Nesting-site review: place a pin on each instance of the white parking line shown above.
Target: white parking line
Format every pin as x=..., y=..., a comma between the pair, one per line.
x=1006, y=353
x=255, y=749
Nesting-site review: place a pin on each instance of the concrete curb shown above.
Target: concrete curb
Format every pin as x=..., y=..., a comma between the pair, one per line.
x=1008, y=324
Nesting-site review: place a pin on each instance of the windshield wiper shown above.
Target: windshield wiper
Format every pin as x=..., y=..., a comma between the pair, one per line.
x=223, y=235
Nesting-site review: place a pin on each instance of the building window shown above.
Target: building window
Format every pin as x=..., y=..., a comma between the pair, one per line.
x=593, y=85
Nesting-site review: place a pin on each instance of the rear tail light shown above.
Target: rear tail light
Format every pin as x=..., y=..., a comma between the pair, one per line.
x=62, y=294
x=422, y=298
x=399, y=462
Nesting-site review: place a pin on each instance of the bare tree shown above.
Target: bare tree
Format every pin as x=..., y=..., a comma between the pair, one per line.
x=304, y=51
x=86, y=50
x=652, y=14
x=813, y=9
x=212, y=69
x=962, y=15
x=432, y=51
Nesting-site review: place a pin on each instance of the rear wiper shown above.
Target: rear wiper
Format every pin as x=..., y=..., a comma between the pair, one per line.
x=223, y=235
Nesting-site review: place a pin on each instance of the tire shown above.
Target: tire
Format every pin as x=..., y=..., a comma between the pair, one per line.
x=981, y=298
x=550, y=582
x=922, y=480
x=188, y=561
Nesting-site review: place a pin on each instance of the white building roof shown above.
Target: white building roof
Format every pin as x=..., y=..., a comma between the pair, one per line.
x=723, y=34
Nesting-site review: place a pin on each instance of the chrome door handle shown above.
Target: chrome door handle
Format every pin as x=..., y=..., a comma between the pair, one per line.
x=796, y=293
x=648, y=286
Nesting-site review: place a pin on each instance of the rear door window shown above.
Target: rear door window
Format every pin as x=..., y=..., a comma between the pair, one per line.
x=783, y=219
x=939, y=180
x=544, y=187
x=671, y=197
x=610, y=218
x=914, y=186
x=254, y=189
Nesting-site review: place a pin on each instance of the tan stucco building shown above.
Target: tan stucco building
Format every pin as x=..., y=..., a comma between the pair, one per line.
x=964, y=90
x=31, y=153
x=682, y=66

------------------------------------------------------------

(Task goal): Return every one of the rows above verbatim, in their original order, with no line changed, added, or left out.

(Reply):
Nesting-site review: place a pin on each instance of the white parking line shown above.
Target: white parking line
Format every pin as x=..., y=..., a comma between the pair, one per line.
x=1006, y=353
x=255, y=749
Nesting-site review: place a pin on each instance of the concrete curb shown above.
Target: concrete curb
Format every pin as x=..., y=..., a comma between the pair, one per line.
x=1008, y=324
Nesting-site review: place a pin on each instance of the windshield wiper shown above.
Target: windshield wiper
Format every pin as x=..., y=..., a comma between the pair, one per line.
x=223, y=235
Nesting-site review: place a pin on each instance of the building window shown above.
Target: building window
Format every pin as x=..., y=..., a comma between the pair, one per line.
x=593, y=85
Nesting-site review: place a pin on each instance of the rear tail light shown above.
Target: rear tail light
Format every pin as x=..., y=..., a comma between the pair, one per line.
x=62, y=294
x=422, y=298
x=399, y=462
Nesting-site review: place a pin on each instance of the bare tree shown above.
Target: bare tree
Format every pin as x=..., y=..., a comma between the pair, one per line.
x=304, y=51
x=86, y=50
x=652, y=14
x=813, y=9
x=212, y=69
x=962, y=15
x=432, y=51
Nesting-site review: place a pin on each instance of the rear wiper shown above.
Target: rear wiper
Format every pin as x=..., y=..., a comma between the pair, one per line.
x=223, y=235
Nesting-site review: place a pin on each instance of the tire shown above.
Target: tire
Format every pin as x=..., y=..., a comma between the pair, one per line.
x=981, y=298
x=550, y=582
x=922, y=480
x=188, y=561
Nesting-site review: place a pin on each instance of the white building roof shown above.
Target: white building roof
Format every pin as x=..., y=..., a comma between the pair, one per line.
x=723, y=34
Nesting-site review: place a pin on each instance of the chrome door handle shown above.
Target: chrome door handle
Format every pin as x=..., y=..., a comma between the pair, one per line.
x=796, y=293
x=648, y=286
Nesting-site review: place a pin on each instance of the rear door window shown above.
Target: rear door window
Format every pin as x=..., y=..., a comma between the pair, one per line.
x=783, y=219
x=939, y=180
x=544, y=187
x=671, y=197
x=610, y=218
x=914, y=186
x=254, y=189
Nesting-site review: place a pin on each instance of the tan stucco building shown above.
Target: tan stucco building
Format every pin as x=..., y=..., a comma between the pair, one per line.
x=964, y=90
x=31, y=153
x=682, y=66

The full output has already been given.